**Task to complete**
How many lines in the rows below contain the string "walking"? Reply with the number alone.

++++ Given data

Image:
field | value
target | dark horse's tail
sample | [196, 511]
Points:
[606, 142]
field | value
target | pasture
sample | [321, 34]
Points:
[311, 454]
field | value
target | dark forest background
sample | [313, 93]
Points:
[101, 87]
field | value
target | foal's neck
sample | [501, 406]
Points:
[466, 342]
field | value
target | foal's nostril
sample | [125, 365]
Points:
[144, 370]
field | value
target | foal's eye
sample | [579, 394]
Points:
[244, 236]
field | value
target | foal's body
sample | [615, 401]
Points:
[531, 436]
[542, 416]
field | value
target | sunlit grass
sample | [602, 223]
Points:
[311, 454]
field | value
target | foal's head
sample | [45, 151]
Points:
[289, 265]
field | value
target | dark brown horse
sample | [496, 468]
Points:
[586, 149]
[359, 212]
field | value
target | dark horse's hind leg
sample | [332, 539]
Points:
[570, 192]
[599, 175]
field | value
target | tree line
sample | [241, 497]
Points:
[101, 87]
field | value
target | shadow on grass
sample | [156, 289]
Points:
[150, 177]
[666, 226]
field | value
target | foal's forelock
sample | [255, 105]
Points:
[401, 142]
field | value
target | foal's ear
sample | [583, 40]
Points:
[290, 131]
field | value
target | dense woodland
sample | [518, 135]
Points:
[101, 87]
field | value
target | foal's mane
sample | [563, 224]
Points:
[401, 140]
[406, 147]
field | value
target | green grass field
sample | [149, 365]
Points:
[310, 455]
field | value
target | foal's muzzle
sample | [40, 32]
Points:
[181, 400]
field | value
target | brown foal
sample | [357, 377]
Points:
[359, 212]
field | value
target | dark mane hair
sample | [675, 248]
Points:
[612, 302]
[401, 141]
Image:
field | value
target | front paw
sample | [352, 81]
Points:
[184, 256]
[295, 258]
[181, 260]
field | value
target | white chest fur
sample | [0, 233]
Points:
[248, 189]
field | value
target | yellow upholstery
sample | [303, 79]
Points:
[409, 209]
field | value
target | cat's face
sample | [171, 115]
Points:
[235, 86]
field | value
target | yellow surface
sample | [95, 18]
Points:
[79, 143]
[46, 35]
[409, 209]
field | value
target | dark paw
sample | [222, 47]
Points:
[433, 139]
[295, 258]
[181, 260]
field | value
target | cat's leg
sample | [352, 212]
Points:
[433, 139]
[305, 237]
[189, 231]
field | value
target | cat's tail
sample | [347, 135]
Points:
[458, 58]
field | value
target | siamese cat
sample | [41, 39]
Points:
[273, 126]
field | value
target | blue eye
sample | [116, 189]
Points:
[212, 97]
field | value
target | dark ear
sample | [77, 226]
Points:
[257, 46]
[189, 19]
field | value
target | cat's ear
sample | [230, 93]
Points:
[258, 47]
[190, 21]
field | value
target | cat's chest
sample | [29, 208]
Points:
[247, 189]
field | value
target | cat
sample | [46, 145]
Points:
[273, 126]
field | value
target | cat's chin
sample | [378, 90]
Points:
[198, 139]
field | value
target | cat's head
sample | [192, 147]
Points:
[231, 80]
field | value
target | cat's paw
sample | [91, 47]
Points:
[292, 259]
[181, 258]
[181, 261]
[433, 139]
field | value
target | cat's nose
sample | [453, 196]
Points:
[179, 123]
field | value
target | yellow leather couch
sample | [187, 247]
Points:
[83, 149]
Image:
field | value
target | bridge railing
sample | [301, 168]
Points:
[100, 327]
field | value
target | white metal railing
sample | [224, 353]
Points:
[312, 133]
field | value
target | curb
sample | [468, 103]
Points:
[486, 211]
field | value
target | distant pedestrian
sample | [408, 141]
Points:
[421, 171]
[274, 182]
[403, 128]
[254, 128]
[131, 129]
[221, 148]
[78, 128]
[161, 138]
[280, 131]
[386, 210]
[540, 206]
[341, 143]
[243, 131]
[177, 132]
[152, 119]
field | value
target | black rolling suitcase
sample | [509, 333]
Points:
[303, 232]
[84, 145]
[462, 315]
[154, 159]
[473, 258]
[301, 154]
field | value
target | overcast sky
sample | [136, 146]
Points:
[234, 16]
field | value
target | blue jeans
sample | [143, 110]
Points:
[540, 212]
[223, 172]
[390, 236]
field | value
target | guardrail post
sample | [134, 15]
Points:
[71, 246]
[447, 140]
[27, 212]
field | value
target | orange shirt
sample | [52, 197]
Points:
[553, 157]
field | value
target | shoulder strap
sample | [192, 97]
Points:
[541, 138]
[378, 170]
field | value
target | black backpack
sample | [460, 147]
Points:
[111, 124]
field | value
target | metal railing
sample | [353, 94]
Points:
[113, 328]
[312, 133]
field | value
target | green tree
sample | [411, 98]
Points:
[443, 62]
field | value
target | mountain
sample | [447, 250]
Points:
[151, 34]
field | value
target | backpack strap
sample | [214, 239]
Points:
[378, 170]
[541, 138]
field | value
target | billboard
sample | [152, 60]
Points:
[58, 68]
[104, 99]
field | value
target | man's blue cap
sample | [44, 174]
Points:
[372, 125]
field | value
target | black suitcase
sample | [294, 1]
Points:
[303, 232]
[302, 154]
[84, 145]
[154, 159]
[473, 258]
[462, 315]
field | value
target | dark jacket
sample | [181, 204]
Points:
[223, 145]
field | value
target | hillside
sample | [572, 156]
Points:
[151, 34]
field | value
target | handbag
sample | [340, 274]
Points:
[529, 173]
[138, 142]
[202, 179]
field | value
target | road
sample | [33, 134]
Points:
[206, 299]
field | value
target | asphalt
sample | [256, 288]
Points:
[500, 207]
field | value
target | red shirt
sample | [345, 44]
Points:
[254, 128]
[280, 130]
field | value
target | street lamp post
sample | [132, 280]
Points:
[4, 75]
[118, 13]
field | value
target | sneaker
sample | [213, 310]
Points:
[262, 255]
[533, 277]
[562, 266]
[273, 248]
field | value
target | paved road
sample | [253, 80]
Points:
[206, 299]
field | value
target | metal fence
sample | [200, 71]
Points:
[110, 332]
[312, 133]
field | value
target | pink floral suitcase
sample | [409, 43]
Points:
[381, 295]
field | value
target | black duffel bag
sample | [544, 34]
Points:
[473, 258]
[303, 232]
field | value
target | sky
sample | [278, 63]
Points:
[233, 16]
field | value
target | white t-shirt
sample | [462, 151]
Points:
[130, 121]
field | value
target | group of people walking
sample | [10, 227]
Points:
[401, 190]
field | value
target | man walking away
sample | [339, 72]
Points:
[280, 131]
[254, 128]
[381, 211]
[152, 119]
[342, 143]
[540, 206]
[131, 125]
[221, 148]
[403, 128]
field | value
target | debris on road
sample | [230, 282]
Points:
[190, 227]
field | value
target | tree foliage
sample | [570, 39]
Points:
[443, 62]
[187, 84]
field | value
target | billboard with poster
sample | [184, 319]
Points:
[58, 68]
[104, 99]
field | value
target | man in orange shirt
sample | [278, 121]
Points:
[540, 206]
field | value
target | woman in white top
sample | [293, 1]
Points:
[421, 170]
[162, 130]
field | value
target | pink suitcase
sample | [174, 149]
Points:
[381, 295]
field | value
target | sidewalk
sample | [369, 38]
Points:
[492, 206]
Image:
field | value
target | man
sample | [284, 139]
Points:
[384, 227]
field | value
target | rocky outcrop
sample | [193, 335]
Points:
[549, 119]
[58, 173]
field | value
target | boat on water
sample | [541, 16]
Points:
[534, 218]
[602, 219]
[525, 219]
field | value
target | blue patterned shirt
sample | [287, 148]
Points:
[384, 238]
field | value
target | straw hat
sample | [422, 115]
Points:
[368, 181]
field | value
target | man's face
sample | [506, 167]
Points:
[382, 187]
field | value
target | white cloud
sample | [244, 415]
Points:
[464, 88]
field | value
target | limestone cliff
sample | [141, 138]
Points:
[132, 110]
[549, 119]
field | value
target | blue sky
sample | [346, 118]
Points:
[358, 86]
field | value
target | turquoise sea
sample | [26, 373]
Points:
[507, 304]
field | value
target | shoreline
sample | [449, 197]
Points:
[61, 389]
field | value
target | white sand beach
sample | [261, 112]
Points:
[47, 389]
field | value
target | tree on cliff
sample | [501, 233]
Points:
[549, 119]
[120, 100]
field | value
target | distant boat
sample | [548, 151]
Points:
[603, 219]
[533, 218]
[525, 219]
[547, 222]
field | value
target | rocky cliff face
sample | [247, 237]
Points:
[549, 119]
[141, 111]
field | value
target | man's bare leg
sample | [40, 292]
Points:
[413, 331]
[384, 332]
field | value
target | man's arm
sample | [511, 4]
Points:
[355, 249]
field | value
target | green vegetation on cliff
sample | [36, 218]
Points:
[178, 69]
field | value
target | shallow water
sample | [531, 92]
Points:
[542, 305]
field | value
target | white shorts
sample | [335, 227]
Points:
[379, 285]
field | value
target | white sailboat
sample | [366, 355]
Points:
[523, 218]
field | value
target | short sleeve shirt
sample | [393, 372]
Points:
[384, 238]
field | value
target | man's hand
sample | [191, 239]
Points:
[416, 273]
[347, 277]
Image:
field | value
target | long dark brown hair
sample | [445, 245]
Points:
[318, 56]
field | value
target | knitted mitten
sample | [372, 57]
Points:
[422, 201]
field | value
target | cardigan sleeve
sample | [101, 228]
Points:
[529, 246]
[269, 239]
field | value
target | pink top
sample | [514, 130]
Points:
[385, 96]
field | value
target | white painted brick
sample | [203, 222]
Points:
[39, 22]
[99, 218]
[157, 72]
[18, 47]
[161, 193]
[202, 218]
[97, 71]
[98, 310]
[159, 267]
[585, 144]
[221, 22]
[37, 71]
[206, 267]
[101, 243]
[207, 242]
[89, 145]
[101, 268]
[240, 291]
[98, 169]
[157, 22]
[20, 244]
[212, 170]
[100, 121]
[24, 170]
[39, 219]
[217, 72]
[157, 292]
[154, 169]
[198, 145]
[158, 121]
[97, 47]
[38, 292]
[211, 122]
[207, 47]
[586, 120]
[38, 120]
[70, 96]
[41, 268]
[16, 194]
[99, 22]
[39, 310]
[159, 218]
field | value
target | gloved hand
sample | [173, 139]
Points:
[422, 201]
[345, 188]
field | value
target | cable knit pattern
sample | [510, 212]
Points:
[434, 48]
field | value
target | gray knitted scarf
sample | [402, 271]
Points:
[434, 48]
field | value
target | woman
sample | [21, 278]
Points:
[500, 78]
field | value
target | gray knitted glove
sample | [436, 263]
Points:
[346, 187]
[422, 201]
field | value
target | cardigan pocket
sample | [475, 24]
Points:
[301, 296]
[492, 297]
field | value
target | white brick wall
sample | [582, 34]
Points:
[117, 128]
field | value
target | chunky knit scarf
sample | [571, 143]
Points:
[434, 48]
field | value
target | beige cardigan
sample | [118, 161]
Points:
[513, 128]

++++++++

**Worked answer**
2